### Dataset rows
====
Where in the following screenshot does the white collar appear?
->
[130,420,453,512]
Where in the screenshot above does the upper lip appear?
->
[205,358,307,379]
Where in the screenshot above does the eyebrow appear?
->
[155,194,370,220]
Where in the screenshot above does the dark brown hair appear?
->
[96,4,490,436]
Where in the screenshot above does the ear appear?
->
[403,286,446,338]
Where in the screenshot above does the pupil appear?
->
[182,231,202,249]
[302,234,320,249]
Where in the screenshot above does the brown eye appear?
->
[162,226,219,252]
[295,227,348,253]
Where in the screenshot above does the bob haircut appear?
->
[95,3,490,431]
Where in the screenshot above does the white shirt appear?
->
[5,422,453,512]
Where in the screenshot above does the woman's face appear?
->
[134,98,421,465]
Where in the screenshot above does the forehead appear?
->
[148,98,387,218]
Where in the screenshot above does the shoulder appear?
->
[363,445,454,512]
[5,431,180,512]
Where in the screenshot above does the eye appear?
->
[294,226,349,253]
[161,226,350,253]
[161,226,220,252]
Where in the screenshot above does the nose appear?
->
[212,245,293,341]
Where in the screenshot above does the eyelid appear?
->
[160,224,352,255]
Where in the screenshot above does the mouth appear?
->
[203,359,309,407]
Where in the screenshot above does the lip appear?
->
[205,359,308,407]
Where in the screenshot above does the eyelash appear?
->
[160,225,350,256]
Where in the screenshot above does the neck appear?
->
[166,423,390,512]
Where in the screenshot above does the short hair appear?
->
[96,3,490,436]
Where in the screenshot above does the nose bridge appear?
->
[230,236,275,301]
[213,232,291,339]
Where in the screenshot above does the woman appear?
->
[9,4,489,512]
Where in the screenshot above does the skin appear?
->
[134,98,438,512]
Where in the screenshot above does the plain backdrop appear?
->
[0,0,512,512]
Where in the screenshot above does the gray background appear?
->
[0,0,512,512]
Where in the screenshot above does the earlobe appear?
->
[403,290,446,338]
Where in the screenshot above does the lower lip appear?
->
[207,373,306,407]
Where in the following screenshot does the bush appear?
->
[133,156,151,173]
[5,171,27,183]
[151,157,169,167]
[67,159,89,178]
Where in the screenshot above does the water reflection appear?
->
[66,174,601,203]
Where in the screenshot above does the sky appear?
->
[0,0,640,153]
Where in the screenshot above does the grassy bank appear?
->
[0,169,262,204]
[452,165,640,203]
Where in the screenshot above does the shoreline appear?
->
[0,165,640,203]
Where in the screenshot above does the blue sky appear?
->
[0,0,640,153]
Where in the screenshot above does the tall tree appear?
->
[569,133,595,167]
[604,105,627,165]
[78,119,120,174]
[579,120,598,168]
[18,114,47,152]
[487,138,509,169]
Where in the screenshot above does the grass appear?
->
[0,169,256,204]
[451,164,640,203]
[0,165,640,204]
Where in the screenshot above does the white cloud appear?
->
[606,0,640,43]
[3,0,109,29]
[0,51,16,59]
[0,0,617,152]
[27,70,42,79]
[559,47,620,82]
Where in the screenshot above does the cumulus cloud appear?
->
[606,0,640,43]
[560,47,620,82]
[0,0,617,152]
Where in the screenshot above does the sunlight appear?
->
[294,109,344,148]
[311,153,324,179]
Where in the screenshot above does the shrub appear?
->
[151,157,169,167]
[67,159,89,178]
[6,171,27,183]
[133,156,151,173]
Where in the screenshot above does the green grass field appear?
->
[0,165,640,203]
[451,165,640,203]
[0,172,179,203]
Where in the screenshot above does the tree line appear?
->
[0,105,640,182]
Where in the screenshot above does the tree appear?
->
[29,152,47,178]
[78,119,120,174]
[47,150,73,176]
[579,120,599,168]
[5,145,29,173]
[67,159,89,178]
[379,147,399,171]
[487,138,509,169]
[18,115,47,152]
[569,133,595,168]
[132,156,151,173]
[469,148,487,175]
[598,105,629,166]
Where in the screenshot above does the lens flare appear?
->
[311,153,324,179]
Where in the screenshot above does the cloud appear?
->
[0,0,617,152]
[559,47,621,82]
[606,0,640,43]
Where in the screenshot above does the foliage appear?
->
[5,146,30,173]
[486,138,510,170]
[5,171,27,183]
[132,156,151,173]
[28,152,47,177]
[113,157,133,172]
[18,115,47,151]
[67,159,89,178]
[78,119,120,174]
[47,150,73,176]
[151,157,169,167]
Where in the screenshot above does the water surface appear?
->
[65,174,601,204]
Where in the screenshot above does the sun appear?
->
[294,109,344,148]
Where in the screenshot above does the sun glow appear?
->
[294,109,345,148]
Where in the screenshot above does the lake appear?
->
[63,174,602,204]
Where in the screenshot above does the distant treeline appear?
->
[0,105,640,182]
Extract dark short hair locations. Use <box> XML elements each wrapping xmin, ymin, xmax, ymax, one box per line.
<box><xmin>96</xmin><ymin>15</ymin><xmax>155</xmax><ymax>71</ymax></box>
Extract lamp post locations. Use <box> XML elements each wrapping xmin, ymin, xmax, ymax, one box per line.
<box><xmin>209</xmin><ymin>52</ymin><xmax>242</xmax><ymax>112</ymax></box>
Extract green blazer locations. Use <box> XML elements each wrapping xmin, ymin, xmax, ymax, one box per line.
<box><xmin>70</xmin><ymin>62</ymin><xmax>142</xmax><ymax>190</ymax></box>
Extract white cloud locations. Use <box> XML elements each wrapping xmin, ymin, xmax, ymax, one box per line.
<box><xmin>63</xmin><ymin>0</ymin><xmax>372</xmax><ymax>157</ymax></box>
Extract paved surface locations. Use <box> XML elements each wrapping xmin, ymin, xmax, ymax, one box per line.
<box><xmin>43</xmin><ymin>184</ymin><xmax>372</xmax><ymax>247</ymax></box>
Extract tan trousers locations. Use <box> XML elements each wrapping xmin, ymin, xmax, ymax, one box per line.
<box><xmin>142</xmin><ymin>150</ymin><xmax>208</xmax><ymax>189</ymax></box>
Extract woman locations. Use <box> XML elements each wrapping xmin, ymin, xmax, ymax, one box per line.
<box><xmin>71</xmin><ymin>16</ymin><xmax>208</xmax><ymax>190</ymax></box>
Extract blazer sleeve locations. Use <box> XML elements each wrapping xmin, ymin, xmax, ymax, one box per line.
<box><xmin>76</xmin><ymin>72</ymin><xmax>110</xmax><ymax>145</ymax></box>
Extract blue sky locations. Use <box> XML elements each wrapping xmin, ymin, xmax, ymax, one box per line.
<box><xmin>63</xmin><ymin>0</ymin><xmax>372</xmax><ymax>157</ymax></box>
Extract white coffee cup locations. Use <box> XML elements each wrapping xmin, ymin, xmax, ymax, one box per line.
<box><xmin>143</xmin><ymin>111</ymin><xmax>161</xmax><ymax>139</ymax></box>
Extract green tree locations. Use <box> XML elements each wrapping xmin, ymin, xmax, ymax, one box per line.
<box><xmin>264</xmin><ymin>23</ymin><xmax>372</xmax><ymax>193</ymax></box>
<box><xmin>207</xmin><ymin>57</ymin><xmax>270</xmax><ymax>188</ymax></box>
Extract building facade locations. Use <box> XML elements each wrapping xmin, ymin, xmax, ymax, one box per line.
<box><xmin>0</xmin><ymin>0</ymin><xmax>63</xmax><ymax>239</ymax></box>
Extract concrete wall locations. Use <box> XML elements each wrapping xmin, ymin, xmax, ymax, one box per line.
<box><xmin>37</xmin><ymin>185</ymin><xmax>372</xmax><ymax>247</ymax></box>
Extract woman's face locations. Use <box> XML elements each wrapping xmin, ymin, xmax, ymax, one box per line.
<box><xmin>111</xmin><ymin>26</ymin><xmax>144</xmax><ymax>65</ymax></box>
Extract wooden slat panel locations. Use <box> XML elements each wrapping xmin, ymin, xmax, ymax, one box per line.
====
Please rewrite the dataset rows above as a Markdown table with two columns, "No." for a running number and "Line" for the line itself. Include every line and leave out blank ones.

### FINISHED EXERCISE
| No. | Line |
|---|---|
| 1 | Where in the following screenshot does the white collar appear? |
| 2 | -> |
| 3 | [130,420,453,512] |
| 4 | Where in the screenshot above does the upper lip appear? |
| 5 | -> |
| 6 | [205,358,307,379] |
| 7 | Where in the screenshot above does the eyebrow appear? |
| 8 | -> |
| 9 | [155,194,370,220] |
| 10 | Where in the screenshot above does the dark brown hair appear? |
| 11 | -> |
| 12 | [96,4,490,436] |
| 13 | Where in the screenshot above does the ear appear? |
| 14 | -> |
| 15 | [403,286,446,338] |
| 16 | Where in the screenshot above does the pupil appear? |
| 17 | -> |
| 18 | [182,231,202,249] |
| 19 | [302,234,320,249] |
| 20 | Where in the screenshot above does the brown eye appear? |
| 21 | -> |
| 22 | [162,226,219,252] |
| 23 | [295,227,348,253] |
| 24 | Where in the screenshot above does the bob haircut appear? |
| 25 | -> |
| 26 | [95,3,490,431] |
| 27 | Where in the screenshot above does the white shirt appear? |
| 28 | -> |
| 29 | [5,422,453,512] |
| 30 | Where in the screenshot above does the woman's face appear? |
| 31 | -> |
| 32 | [134,98,421,465] |
| 33 | Where in the screenshot above does the forehead appear? |
| 34 | -> |
| 35 | [148,98,387,218] |
| 36 | Where in the screenshot above does the shoulder appear? |
| 37 | -> |
| 38 | [363,445,454,512] |
| 39 | [5,431,180,512] |
| 40 | Where in the screenshot above does the eye appear? |
| 41 | -> |
| 42 | [294,226,349,253] |
| 43 | [161,226,350,253] |
| 44 | [161,226,220,252] |
| 45 | Where in the screenshot above does the nose appear? |
| 46 | -> |
| 47 | [212,245,293,341] |
| 48 | Where in the screenshot above does the eyelid appear? |
| 49 | -> |
| 50 | [160,224,352,255] |
| 51 | Where in the screenshot above does the mouth appear? |
| 52 | -> |
| 53 | [203,359,309,407] |
| 54 | Where in the screenshot above does the lip appear? |
| 55 | -> |
| 56 | [205,359,308,407] |
| 57 | Where in the screenshot above does the eyelash appear? |
| 58 | -> |
| 59 | [160,225,350,256] |
| 60 | Where in the screenshot above does the neck appear? |
| 61 | -> |
| 62 | [166,423,390,512] |
| 63 | Where in the screenshot above does the short hair appear? |
| 64 | -> |
| 65 | [96,3,490,436] |
| 66 | Where in the screenshot above does the nose bridge appear? |
| 67 | -> |
| 68 | [230,236,275,301] |
| 69 | [213,232,291,339] |
| 70 | Where in the screenshot above does the woman appear? |
| 71 | -> |
| 72 | [9,4,489,512] |
| 73 | Where in the screenshot above does the skin appear? |
| 74 | -> |
| 75 | [134,98,438,512] |
| 76 | Where in the screenshot above does the plain backdrop appear? |
| 77 | -> |
| 78 | [0,0,512,512] |
| 79 | Where in the screenshot above does the gray background appear? |
| 80 | -> |
| 81 | [0,0,512,512] |
| 82 | Where in the screenshot above does the earlobe appear? |
| 83 | -> |
| 84 | [403,290,446,338] |
| 85 | Where in the screenshot above does the lower lip appear? |
| 86 | -> |
| 87 | [207,373,306,407] |
| 88 | Where in the following screenshot does the bush appear? |
| 89 | -> |
| 90 | [133,156,151,173] |
| 91 | [5,171,27,183] |
| 92 | [151,157,169,167] |
| 93 | [67,159,89,178] |
| 94 | Where in the screenshot above does the water reflection appear? |
| 95 | -> |
| 96 | [66,174,601,203] |
| 97 | Where in the screenshot above does the sky appear? |
| 98 | -> |
| 99 | [0,0,640,153] |
| 100 | Where in the screenshot above does the grassy bank appear? |
| 101 | -> |
| 102 | [0,169,262,204] |
| 103 | [452,165,640,203] |
| 104 | Where in the screenshot above does the shoreline appear? |
| 105 | -> |
| 106 | [0,165,640,203] |
| 107 | Where in the screenshot above does the blue sky appear? |
| 108 | -> |
| 109 | [0,0,640,153] |
| 110 | Where in the screenshot above does the tall tree appear? |
| 111 | -> |
| 112 | [569,133,595,167] |
| 113 | [604,105,627,165] |
| 114 | [78,119,120,174] |
| 115 | [579,120,598,168] |
| 116 | [18,114,47,152] |
| 117 | [487,138,509,169] |
| 118 | Where in the screenshot above does the grass appear? |
| 119 | -> |
| 120 | [0,169,256,204] |
| 121 | [451,164,640,203] |
| 122 | [0,165,640,204] |
| 123 | Where in the screenshot above does the white cloud appear? |
| 124 | -> |
| 125 | [606,0,640,43] |
| 126 | [3,0,109,29] |
| 127 | [0,51,16,59] |
| 128 | [0,0,617,152] |
| 129 | [27,70,42,79] |
| 130 | [559,47,620,82] |
| 131 | Where in the screenshot above does the cumulus cloud appear? |
| 132 | -> |
| 133 | [606,0,640,43] |
| 134 | [560,47,620,82] |
| 135 | [0,0,617,152] |
| 136 | Where in the screenshot above does the sunlight appear? |
| 137 | -> |
| 138 | [294,109,344,148] |
| 139 | [311,153,324,179] |
| 140 | Where in the screenshot above does the shrub appear? |
| 141 | -> |
| 142 | [151,157,169,167] |
| 143 | [67,159,89,178] |
| 144 | [6,171,27,183] |
| 145 | [133,156,151,173] |
| 146 | Where in the screenshot above does the green grass field appear? |
| 147 | -> |
| 148 | [0,165,640,203] |
| 149 | [451,165,640,203] |
| 150 | [0,172,179,203] |
| 151 | Where in the screenshot above does the tree line appear? |
| 152 | -> |
| 153 | [0,105,640,182] |
| 154 | Where in the screenshot above does the tree appear? |
| 155 | -> |
| 156 | [29,152,47,178] |
| 157 | [78,119,120,174] |
| 158 | [47,150,73,176] |
| 159 | [579,120,599,168] |
| 160 | [5,145,29,173] |
| 161 | [67,159,89,178] |
| 162 | [379,147,399,171] |
| 163 | [487,138,509,169] |
| 164 | [18,115,47,152] |
| 165 | [569,133,595,168] |
| 166 | [132,156,151,173] |
| 167 | [469,148,487,175] |
| 168 | [598,105,629,166] |
| 169 | Where in the screenshot above does the lens flare appear? |
| 170 | -> |
| 171 | [311,153,324,179] |
| 172 | Where in the screenshot above does the cloud appear? |
| 173 | -> |
| 174 | [0,0,617,152] |
| 175 | [559,47,621,82] |
| 176 | [606,0,640,43] |
| 177 | Where in the screenshot above does the foliage appear? |
| 178 | -> |
| 179 | [5,146,30,173] |
| 180 | [486,138,510,170] |
| 181 | [5,171,27,183] |
| 182 | [132,156,151,173] |
| 183 | [28,152,47,177] |
| 184 | [113,157,133,172] |
| 185 | [18,115,47,151] |
| 186 | [67,159,89,178] |
| 187 | [78,119,120,174] |
| 188 | [47,150,73,176] |
| 189 | [151,157,169,167] |
| 190 | Where in the screenshot above does the water surface appear? |
| 191 | -> |
| 192 | [65,174,601,204] |
| 193 | Where in the screenshot above does the sun appear? |
| 194 | -> |
| 195 | [294,109,344,148] |
| 196 | Where in the screenshot above does the sun glow appear? |
| 197 | -> |
| 198 | [294,109,345,148] |
| 199 | Where in the screenshot above does the lake appear? |
| 200 | -> |
| 201 | [63,174,602,204] |
| 202 | Where in the screenshot above does the distant treeline appear? |
| 203 | -> |
| 204 | [0,105,640,182] |
| 205 | Extract dark short hair locations. Use <box> XML elements each wrapping xmin, ymin, xmax, ymax, one box per line. |
| 206 | <box><xmin>96</xmin><ymin>15</ymin><xmax>155</xmax><ymax>71</ymax></box> |
| 207 | Extract lamp post locations. Use <box> XML elements each wrapping xmin, ymin, xmax, ymax, one box per line. |
| 208 | <box><xmin>209</xmin><ymin>52</ymin><xmax>242</xmax><ymax>112</ymax></box> |
| 209 | Extract green blazer locations. Use <box> XML elements each wrapping xmin, ymin, xmax, ymax, one box per line. |
| 210 | <box><xmin>70</xmin><ymin>62</ymin><xmax>142</xmax><ymax>190</ymax></box> |
| 211 | Extract white cloud locations. Use <box> XML elements each wrapping xmin, ymin, xmax, ymax, one box per line. |
| 212 | <box><xmin>63</xmin><ymin>0</ymin><xmax>372</xmax><ymax>157</ymax></box> |
| 213 | Extract paved surface locations. Use <box> XML elements each wrapping xmin, ymin, xmax, ymax, one box per line. |
| 214 | <box><xmin>43</xmin><ymin>184</ymin><xmax>372</xmax><ymax>247</ymax></box> |
| 215 | Extract tan trousers locations. Use <box> XML elements each wrapping xmin, ymin, xmax, ymax, one box per line. |
| 216 | <box><xmin>142</xmin><ymin>150</ymin><xmax>208</xmax><ymax>189</ymax></box> |
| 217 | Extract woman locations. Use <box> XML elements each wrapping xmin, ymin, xmax, ymax, one box per line. |
| 218 | <box><xmin>71</xmin><ymin>16</ymin><xmax>208</xmax><ymax>190</ymax></box> |
| 219 | Extract blazer sleeve locations. Use <box> XML elements each wrapping xmin, ymin, xmax, ymax, one box per line. |
| 220 | <box><xmin>76</xmin><ymin>72</ymin><xmax>110</xmax><ymax>145</ymax></box> |
| 221 | Extract blue sky locations. Use <box> XML elements each wrapping xmin, ymin, xmax, ymax, one box per line. |
| 222 | <box><xmin>63</xmin><ymin>0</ymin><xmax>372</xmax><ymax>157</ymax></box> |
| 223 | Extract white coffee cup locations. Use <box> XML elements each wrapping xmin, ymin, xmax, ymax, one box per line. |
| 224 | <box><xmin>143</xmin><ymin>111</ymin><xmax>161</xmax><ymax>139</ymax></box> |
| 225 | Extract green tree locations. Use <box> XML elements each wrapping xmin, ymin, xmax, ymax, one box per line. |
| 226 | <box><xmin>264</xmin><ymin>23</ymin><xmax>372</xmax><ymax>193</ymax></box> |
| 227 | <box><xmin>207</xmin><ymin>57</ymin><xmax>270</xmax><ymax>188</ymax></box> |
| 228 | Extract building facade locations. Use <box> XML elements each wrapping xmin, ymin, xmax, ymax, one box per line. |
| 229 | <box><xmin>0</xmin><ymin>0</ymin><xmax>63</xmax><ymax>239</ymax></box> |
| 230 | Extract concrete wall locations. Use <box> XML elements each wrapping xmin, ymin, xmax, ymax, one box per line. |
| 231 | <box><xmin>37</xmin><ymin>185</ymin><xmax>372</xmax><ymax>247</ymax></box> |
| 232 | Extract woman's face locations. Use <box> XML elements each wrapping xmin, ymin, xmax, ymax, one box per line. |
| 233 | <box><xmin>111</xmin><ymin>26</ymin><xmax>144</xmax><ymax>65</ymax></box> |
| 234 | Extract wooden slat panel locations. Use <box> XML elements each wrapping xmin, ymin, xmax, ymax, one box per line. |